> **Entries provided**:
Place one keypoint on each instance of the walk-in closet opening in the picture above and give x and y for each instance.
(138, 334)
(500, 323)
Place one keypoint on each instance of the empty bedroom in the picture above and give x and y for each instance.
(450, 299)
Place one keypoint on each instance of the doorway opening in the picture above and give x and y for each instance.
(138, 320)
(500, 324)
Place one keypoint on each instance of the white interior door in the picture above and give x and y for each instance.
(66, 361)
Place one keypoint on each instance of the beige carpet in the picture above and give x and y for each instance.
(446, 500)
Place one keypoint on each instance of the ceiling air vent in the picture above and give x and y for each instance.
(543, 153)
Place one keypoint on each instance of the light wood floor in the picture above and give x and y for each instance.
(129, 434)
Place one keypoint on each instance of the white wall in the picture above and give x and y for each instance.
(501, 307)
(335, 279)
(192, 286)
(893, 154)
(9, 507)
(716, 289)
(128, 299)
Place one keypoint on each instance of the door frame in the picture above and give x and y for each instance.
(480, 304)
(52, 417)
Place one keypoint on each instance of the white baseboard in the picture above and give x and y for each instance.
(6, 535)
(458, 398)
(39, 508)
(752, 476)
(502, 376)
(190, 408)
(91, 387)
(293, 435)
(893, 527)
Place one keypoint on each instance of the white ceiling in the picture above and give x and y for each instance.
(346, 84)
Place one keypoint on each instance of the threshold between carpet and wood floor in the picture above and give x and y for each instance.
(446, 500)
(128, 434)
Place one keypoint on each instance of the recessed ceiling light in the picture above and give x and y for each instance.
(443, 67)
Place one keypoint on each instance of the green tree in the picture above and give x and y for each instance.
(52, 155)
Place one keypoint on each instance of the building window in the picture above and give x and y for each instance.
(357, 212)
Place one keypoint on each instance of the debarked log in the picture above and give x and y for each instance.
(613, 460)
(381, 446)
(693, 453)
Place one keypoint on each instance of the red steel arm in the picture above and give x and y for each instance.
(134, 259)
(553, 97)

> **To do**:
Revise the lines of the listing that begin at the line containing "Place one keypoint on each instance of the recessed" and stop at the end of the listing. In those lines, change "debarked log" to "peeled log" and keep everything else the same.

> **Response to this exercise**:
Place one keypoint on each instance of the recessed ceiling light in the picture above and give x and y for each instance.
(443, 67)
Place one keypoint on each instance of the green tree in the picture above and give x and y for each instance.
(52, 155)
Place one keypoint on each instance of the building window in the picture above and give x and y for each instance.
(357, 212)
Place one keypoint on each instance of the peeled log in the picture above and give x and y for each instance.
(613, 460)
(381, 446)
(693, 453)
Place one keypoint on each instance of the red steel arm in the picture above and give x and y for each instance.
(134, 259)
(553, 97)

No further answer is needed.